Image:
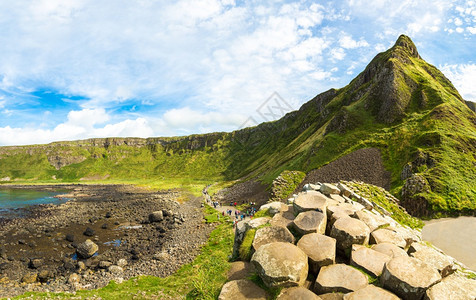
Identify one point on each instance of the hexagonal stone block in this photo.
(281, 264)
(310, 200)
(371, 292)
(339, 278)
(320, 249)
(266, 235)
(349, 231)
(386, 235)
(408, 277)
(297, 293)
(368, 259)
(389, 249)
(241, 290)
(309, 222)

▶ [Problem to solve]: Print the text lines of the records above word for word, leaving out the pictures.

▶ [Result for this task]:
Image:
Identify one point on each instance of the hexagonal stone block in this photo.
(281, 264)
(310, 200)
(371, 292)
(339, 278)
(320, 249)
(266, 235)
(349, 231)
(386, 235)
(408, 277)
(297, 293)
(368, 259)
(389, 249)
(241, 290)
(309, 222)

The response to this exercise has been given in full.